» WHAT IS ASKED: From the boss-fight discussion, reproduce word for word everything from "Maybe they are" down to "the whole game.".

» PASSAGE PROVIDED:
_ _ _ _ _ _ _
I think the most difficult part of creating a boss fight is NOT how the fight breaks the norms, but how to make the players accept the breaking of norms.
Special abilities or overriding game mechanic may feel like cheating to some players, especially when they fail to see it coming.
Maybe they are too dumb, maybe the gm fail to drop enough hints ahead of time, or maybe there are hints but the smart players just interpret them in a different way.

Sorry, I'm referring to a thought experiment that goes through some seemingly stupid phases before revealing a way to make bosses with a variable moveset and interesting abilities simply by combining stat blocks from other creatures.

Quite a long read, but here you go.
theangrygm.com/return-of-the-son-of-the-dd-boss-fight-now-in-5e/

>The boss is way over the player level and has been harrasing them the whole game.
>During the fight players can't damage it unless the player solve complicated puzzles under a time limit wile avoiding attacks
>boss is constantly using other attack outside of it attacks player X like hold person, polymorph, and confusion wile summoning a 2 headed 2 bodied giant snake.
>the cleric is now a chicken and the fighters brains are scrambled for the rest of the battle
>each phase the boss warps to a new location miles away and gets harder with even more conplicated puzzles and shorter time limtes
>there is also a over all time limit ontop of the shoter time limits

did they update the rules? because last time I played I only needed green saviors with armor to beat everybody except the phoenix. For that one I needed the green saviors that didn't age.

lots of hit points are helpful but can get boring since it is just rolling dice till it's over without much thought.

I have been studying kingdom death and boss fights and have a few things you could do to make the boss interesting.

1. indestructible: he can't be harmed except by certain kinds of powers or weakness (attacks only 1pt per attack but fire does full damage, they have to get him into the lava room and push him in kind of thing)
_ _ _ _ _ _ _
» DATA RECORDS:
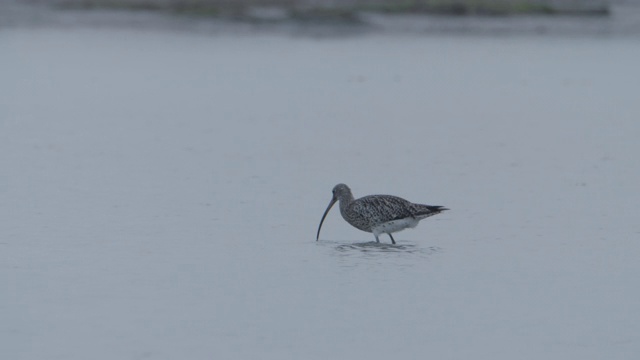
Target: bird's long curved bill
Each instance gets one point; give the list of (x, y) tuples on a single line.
[(333, 201)]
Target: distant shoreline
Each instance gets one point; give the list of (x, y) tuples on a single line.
[(622, 18), (344, 11)]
_ _ _ _ _ _ _
» EXERCISE RESULT:
Maybe they are too dumb, maybe the gm fail to drop enough hints ahead of time, or maybe there are hints but the smart players just interpret them in a different way.

Sorry, I'm referring to a thought experiment that goes through some seemingly stupid phases before revealing a way to make bosses with a variable moveset and interesting abilities simply by combining stat blocks from other creatures.

Quite a long read, but here you go.
theangrygm.com/return-of-the-son-of-the-dd-boss-fight-now-in-5e/

>The boss is way over the player level and has been harrasing them the whole game.